Just a few pages before that, the Court concedes that “the Agency could not fully quantify the benefits of reducing power plants’ emissions of hazardous air pollutants,” though it does not go on to highlight the need to fully account for all possible benefits from the rule. Justice Scalia concludes:   

The Agency must consider cost—including, most importantly, cost of compliance—before deciding whether regulation is appropriate and necessary. We need not and do not hold that the law unambiguously required the Agency, when making this preliminary estimate, to conduct a formal cost-benefit analysis in which each advantage and disadvantage is assigned a monetary value. It will be up to the Agency to decide (as always, within the limits of reasonable interpretation) how to account for cost.

The Court goes on to say: “Even if the Agency could have considered ancillary benefits when deciding whether regulation is appropriate and necessary—a point we need not address—it plainly did not do so here.” So while Justice Scalia may be hinting at his distaste for EPA’s argument that, in fact, the benefits do outweigh the costs if you take into account the co-benefits (as it did in the RIA), the Court did not determine that this was or was not reasonable.

_Provided records_
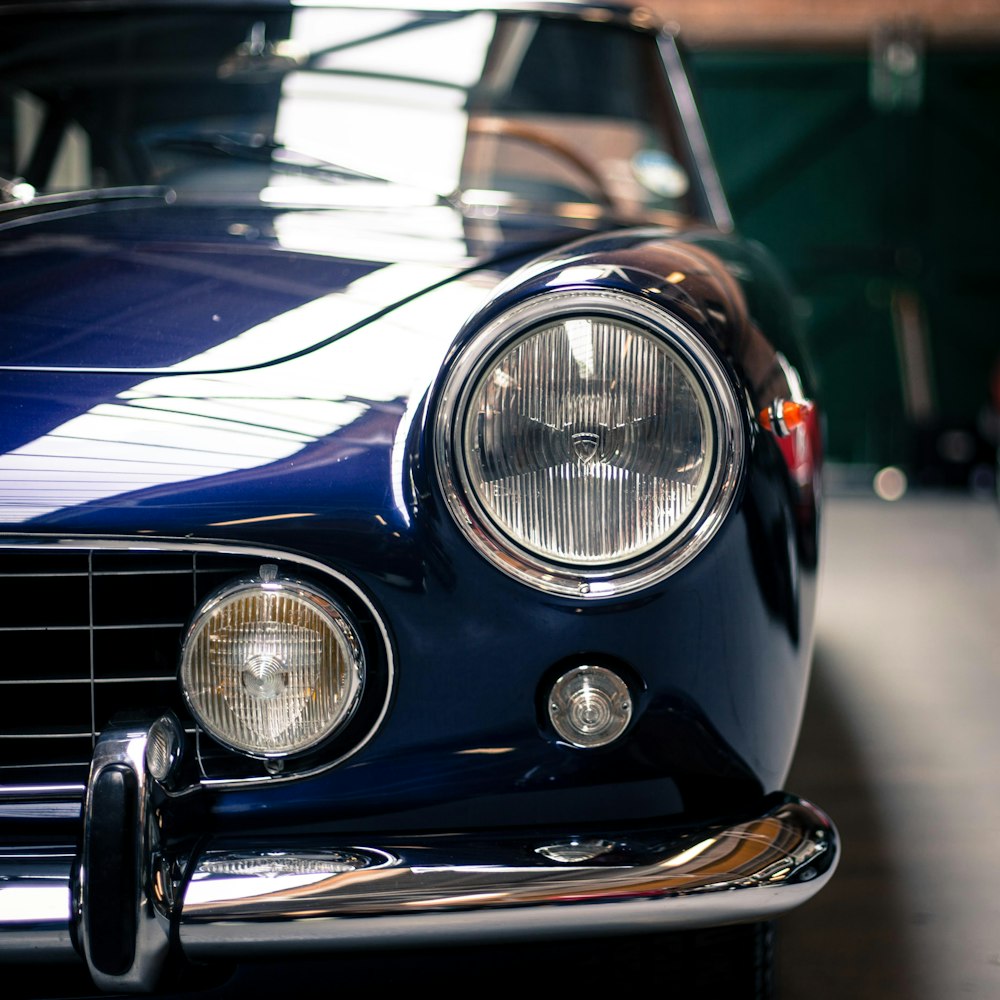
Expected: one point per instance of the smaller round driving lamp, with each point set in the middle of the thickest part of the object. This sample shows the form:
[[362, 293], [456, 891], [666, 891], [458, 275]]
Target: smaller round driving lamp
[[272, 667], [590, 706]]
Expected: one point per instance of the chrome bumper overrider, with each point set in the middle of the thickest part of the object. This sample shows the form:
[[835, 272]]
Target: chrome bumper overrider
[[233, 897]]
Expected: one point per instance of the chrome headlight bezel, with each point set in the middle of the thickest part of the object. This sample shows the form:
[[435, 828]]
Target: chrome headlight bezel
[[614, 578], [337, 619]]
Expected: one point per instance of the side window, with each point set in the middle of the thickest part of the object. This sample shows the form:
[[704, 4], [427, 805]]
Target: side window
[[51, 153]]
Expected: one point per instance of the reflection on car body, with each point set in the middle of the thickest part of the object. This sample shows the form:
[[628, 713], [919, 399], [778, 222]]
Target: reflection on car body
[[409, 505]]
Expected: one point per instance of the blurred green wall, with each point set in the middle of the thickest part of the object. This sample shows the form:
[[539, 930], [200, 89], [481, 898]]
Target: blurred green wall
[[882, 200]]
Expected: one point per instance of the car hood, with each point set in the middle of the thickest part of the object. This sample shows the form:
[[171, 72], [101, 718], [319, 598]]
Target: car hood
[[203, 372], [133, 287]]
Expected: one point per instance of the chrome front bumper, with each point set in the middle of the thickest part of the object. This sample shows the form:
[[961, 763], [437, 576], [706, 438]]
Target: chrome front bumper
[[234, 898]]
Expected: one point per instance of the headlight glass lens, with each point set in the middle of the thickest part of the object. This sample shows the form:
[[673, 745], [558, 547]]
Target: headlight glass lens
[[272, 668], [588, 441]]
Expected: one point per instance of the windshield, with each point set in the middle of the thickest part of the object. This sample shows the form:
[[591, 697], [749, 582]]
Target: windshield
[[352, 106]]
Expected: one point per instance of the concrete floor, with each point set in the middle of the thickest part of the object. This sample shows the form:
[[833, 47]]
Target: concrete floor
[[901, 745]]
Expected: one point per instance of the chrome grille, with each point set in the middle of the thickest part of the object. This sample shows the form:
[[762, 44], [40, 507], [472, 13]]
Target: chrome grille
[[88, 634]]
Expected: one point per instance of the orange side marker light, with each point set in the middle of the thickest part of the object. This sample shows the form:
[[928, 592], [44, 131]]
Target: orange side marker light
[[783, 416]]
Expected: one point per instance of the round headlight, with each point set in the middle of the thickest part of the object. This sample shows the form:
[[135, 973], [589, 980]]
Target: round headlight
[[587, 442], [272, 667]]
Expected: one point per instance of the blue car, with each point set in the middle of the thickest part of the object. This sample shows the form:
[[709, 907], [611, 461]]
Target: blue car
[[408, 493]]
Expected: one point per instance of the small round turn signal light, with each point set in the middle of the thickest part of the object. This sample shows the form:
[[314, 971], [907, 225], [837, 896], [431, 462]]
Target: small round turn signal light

_Exercise details_
In the excerpt about the Court's ruling on the Agency, what must the Agency consider before deciding whether regulation is appropriate and necessary? The entries have no connection to the text.

_Task output_
Cost, including, most importantly, cost of compliance.